# Required work
1 > According to the Feprazone passage, on which cells will the present study investigate Feprazone's effects?
2 > List every specific disease named in the Feprazone passage.

# Extract provided
Feprazone is a kind of nonsteroidal anti-inflammatory drug (NSAID) with promising antipyretic, analgesic, and anti-inflammatory effects.17 The dramatic therapeutic property of Feprazone against rheumatic arthritis and rheumatoid arthritis has been clinically proven.18,19 Currently, no further fundamental investigations are being performed on Feprazone to explore its potential anti-inflammatory property on novel adaptation diseases. In the present study, the anti-oxidative stress and antisenescence effects of Feprazone on the IL-1β-treated chondrocytes will be investigated to explore the potential therapeutic property of Feprazone against OA.

(Records from a dataset)
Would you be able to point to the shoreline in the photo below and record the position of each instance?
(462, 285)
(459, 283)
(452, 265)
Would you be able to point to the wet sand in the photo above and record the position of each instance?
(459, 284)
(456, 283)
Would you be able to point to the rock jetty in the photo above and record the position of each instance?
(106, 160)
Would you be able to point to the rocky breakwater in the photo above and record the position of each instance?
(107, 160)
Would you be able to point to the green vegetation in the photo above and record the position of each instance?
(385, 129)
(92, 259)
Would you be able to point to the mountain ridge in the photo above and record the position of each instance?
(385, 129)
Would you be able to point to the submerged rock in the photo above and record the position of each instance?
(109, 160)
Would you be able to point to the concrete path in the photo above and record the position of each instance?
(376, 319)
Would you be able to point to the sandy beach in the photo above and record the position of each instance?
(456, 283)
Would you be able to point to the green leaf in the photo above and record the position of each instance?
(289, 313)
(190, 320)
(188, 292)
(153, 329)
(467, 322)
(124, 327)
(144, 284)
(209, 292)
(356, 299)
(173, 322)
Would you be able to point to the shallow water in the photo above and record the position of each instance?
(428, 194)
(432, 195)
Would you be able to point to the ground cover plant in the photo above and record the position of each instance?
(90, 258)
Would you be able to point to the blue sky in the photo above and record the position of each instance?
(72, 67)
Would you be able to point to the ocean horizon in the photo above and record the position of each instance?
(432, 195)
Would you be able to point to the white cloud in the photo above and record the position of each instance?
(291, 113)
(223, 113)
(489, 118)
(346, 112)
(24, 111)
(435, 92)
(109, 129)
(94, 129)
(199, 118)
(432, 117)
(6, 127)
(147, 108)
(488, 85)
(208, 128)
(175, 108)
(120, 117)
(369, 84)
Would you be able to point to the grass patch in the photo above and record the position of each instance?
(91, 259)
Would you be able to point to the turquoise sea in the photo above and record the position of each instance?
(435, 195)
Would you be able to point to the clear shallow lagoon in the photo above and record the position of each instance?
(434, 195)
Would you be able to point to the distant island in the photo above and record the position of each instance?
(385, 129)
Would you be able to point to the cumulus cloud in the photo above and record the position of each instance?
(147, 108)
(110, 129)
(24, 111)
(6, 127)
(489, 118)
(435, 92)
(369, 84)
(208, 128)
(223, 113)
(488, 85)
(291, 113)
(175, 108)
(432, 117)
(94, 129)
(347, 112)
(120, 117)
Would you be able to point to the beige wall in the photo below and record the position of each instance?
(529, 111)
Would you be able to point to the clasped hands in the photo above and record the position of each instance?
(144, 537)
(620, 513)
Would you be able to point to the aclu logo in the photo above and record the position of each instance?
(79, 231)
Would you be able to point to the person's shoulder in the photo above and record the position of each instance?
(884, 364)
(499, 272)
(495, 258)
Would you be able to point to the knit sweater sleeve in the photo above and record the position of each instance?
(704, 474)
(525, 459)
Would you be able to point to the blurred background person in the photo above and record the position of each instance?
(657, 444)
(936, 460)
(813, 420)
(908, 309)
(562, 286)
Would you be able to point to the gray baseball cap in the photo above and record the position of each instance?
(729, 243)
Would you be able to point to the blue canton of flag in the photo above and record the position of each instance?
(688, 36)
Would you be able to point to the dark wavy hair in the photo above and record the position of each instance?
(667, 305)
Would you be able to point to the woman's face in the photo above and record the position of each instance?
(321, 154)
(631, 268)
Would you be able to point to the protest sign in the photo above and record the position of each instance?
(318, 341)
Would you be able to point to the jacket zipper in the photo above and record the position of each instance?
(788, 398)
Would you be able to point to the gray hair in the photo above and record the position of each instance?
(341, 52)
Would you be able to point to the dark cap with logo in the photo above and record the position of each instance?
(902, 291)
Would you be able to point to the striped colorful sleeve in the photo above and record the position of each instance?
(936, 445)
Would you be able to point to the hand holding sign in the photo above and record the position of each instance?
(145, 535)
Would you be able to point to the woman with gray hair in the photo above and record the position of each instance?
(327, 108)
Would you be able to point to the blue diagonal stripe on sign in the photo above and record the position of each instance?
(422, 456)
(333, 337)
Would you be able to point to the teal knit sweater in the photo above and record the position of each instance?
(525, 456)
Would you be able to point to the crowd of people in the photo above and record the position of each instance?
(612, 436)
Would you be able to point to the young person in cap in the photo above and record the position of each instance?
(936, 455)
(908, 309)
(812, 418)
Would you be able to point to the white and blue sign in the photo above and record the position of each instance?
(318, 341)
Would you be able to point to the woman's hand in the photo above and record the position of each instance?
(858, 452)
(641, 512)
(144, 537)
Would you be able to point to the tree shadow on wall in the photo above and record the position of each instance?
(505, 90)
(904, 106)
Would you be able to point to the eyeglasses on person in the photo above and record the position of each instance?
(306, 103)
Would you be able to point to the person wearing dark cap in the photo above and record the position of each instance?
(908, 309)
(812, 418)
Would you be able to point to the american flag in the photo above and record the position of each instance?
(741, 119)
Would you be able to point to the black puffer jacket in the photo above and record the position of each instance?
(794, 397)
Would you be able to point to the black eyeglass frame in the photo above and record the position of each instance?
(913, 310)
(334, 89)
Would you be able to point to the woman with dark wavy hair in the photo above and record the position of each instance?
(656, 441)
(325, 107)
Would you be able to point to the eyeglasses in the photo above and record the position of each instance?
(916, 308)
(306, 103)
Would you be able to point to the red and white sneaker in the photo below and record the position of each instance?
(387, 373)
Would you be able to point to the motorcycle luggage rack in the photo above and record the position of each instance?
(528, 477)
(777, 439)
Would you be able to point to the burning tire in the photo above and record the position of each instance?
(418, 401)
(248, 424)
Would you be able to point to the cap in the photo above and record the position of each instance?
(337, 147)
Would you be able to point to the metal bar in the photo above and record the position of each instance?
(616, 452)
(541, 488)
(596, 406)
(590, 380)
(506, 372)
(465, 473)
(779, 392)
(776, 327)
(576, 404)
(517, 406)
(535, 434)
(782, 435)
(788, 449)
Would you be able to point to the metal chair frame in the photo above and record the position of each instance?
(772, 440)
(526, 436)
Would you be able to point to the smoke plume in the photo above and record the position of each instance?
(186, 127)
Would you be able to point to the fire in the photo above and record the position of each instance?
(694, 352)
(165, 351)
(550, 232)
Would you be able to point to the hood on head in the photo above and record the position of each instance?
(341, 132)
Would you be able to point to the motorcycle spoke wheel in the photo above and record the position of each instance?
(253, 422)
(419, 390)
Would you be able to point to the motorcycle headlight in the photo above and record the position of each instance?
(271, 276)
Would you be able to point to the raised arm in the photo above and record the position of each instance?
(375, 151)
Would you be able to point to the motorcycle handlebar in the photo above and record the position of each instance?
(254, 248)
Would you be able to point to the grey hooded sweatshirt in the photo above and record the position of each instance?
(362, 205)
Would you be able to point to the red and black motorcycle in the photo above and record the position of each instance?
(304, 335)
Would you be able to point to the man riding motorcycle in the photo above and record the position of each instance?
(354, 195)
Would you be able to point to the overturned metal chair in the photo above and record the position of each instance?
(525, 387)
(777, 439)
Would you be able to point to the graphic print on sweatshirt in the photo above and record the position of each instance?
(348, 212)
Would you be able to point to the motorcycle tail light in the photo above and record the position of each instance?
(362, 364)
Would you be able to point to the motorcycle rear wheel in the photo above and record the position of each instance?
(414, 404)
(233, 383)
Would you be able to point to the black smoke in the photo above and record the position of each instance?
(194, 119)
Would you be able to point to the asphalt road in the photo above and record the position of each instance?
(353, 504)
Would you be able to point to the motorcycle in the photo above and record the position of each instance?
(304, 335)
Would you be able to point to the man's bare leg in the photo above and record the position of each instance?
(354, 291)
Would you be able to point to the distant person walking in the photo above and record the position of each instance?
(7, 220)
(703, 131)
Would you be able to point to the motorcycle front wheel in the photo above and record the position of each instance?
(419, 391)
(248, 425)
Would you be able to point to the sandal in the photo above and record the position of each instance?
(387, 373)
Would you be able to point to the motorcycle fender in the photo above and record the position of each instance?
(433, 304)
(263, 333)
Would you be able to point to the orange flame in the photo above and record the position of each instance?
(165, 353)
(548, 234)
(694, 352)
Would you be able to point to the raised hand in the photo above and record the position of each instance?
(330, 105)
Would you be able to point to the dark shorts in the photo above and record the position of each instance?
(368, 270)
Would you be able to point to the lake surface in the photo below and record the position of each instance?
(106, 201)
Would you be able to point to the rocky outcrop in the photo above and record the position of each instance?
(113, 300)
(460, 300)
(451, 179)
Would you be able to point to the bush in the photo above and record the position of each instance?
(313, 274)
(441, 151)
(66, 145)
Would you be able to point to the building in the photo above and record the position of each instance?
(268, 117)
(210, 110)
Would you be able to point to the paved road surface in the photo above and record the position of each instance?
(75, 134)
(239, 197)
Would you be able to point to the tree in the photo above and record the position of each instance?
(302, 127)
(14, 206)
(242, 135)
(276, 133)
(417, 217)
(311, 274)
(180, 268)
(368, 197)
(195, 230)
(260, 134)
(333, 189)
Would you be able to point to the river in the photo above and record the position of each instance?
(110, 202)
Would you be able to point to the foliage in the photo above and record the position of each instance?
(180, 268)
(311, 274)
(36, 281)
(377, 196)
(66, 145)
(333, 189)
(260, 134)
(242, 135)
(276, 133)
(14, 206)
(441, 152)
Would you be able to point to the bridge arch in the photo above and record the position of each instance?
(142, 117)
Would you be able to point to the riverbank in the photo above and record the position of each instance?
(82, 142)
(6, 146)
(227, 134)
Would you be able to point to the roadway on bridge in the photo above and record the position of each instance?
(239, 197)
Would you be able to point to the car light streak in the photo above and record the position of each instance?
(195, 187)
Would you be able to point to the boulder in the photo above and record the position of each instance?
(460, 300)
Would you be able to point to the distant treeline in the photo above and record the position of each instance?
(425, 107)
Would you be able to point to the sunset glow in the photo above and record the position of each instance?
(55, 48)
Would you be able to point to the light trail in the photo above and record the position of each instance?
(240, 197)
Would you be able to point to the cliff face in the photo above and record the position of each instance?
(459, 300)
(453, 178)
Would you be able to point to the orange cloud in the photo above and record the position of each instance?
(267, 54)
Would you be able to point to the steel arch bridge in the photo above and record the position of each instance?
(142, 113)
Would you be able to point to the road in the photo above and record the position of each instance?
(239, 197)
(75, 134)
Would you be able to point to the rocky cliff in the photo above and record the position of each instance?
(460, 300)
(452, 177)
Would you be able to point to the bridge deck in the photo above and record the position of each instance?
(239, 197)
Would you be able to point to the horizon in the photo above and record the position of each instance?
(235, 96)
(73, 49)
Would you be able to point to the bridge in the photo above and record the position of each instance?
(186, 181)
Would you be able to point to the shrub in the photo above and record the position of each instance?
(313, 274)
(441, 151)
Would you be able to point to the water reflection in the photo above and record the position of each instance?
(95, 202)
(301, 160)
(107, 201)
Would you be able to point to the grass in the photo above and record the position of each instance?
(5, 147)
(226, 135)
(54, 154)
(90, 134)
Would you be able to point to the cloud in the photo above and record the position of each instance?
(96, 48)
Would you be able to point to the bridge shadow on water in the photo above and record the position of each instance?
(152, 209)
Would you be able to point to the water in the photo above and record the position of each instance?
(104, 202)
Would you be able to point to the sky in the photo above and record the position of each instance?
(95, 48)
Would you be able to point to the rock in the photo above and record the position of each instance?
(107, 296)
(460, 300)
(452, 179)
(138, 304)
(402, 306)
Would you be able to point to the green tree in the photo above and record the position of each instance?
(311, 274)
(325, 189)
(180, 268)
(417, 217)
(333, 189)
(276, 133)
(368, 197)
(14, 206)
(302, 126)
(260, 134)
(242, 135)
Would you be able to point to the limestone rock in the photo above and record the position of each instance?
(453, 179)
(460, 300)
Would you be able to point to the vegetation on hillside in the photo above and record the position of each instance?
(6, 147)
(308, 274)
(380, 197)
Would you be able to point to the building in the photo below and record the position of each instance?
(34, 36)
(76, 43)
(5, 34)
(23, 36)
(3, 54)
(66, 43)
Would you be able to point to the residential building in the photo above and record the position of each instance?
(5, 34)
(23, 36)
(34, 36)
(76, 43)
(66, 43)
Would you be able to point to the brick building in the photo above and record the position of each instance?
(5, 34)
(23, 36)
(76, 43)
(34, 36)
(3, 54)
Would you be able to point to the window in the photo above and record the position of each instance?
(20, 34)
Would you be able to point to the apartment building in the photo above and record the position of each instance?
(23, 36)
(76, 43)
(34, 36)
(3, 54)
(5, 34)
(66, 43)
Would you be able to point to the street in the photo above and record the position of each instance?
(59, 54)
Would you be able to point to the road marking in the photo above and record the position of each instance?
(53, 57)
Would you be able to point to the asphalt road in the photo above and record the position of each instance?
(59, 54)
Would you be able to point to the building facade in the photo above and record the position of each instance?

# Answers for this exercise
1 > IL-1β-treated chondrocytes

2 > Rheumatic arthritis, rheumatoid arthritis, OA